§ PROBLEM REQUIREMENTS
List every line of the material below that contains the string "grass", copying each such line in full. Matching is case-sensitive.

§ DATA EXCERPTS
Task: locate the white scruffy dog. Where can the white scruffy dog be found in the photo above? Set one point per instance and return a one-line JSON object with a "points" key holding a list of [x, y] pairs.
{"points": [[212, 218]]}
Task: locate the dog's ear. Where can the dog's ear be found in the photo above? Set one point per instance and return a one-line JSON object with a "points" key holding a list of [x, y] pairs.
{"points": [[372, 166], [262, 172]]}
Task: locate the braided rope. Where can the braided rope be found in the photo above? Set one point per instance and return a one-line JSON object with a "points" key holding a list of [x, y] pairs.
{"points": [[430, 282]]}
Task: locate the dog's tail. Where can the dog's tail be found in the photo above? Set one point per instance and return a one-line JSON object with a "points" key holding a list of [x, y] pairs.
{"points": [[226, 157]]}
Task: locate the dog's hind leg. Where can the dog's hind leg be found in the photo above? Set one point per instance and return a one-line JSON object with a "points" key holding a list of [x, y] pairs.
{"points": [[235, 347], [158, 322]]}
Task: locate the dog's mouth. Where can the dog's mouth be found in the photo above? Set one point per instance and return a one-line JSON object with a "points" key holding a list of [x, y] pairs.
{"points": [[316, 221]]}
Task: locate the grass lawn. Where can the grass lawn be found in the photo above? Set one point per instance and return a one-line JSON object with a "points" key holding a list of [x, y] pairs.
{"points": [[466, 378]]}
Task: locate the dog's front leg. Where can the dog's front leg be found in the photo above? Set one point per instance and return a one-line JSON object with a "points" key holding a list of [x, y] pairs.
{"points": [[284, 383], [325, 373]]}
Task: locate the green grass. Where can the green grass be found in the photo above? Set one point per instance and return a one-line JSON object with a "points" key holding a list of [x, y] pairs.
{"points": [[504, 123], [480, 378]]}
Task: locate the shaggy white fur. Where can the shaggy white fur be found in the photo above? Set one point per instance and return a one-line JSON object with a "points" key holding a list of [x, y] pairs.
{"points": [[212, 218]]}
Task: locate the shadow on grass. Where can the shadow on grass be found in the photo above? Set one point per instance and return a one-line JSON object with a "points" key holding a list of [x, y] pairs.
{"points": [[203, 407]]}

* * *

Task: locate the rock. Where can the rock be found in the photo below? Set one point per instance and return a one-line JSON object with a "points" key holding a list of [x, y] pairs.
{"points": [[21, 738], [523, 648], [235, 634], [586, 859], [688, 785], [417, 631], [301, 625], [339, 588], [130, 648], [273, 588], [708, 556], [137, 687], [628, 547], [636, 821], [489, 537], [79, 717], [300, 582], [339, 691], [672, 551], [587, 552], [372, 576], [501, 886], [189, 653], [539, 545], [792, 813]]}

§ EXERCISE ANSWER
Task: locate the grass lawn. Where can the grass lawn be found in the photo above? Set one point per instance and return a one-line JSON object with a "points" key holding a list of [x, y] pairs.
Task: locate the green grass. Where can the green grass be found in the photo above? Set one point per instance and return a one-line JSON object with a "points" key holding a list of [x, y] pairs.
Task: locate the shadow on grass. Where can the shadow on grass be found in the photo above? Set one point per instance and return a one-line JSON object with a "points" key holding a list of [x, y] pairs.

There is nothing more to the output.